▶ **Prompt**:
All of the records listed below should be retyped exactly.

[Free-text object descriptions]
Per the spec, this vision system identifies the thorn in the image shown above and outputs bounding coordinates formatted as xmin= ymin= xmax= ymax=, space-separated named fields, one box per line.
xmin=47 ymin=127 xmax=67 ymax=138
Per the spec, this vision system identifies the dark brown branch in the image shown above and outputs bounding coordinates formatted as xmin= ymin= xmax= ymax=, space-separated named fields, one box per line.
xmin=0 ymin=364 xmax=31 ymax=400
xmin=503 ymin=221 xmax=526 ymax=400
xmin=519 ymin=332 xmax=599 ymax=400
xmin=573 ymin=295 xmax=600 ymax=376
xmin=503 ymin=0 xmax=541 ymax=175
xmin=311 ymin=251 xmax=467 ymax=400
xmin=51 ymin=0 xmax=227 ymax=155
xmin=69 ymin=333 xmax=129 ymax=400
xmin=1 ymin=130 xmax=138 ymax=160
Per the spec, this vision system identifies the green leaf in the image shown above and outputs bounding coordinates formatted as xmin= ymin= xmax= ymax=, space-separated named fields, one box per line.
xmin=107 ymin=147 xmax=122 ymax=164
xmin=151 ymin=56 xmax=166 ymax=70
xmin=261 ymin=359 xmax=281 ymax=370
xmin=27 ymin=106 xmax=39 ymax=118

▶ **Response area**:
Per the spec, this vision system identifies the thorn in the image shown above and outputs bounding coordinates formatted as xmin= ymin= xmax= ymax=, space-separated named fields, one box per line.
xmin=47 ymin=127 xmax=67 ymax=138
Per the spec, this vision system identifies the dark brown branch in the image shown above and outputs bounding coordinates formatted as xmin= ymin= xmax= ymax=, space-separated named fields, one box per line.
xmin=0 ymin=364 xmax=31 ymax=400
xmin=503 ymin=221 xmax=526 ymax=400
xmin=519 ymin=332 xmax=599 ymax=400
xmin=573 ymin=295 xmax=600 ymax=376
xmin=503 ymin=0 xmax=541 ymax=175
xmin=311 ymin=251 xmax=467 ymax=400
xmin=51 ymin=0 xmax=227 ymax=155
xmin=69 ymin=333 xmax=129 ymax=400
xmin=1 ymin=130 xmax=138 ymax=160
Per the spec, this vision system identifies the green leaf in the image shown above and outputs bounding coordinates formatted as xmin= ymin= xmax= ymax=, space-separated named fields, one box per line.
xmin=107 ymin=147 xmax=122 ymax=164
xmin=151 ymin=56 xmax=166 ymax=70
xmin=261 ymin=359 xmax=281 ymax=370
xmin=27 ymin=106 xmax=39 ymax=118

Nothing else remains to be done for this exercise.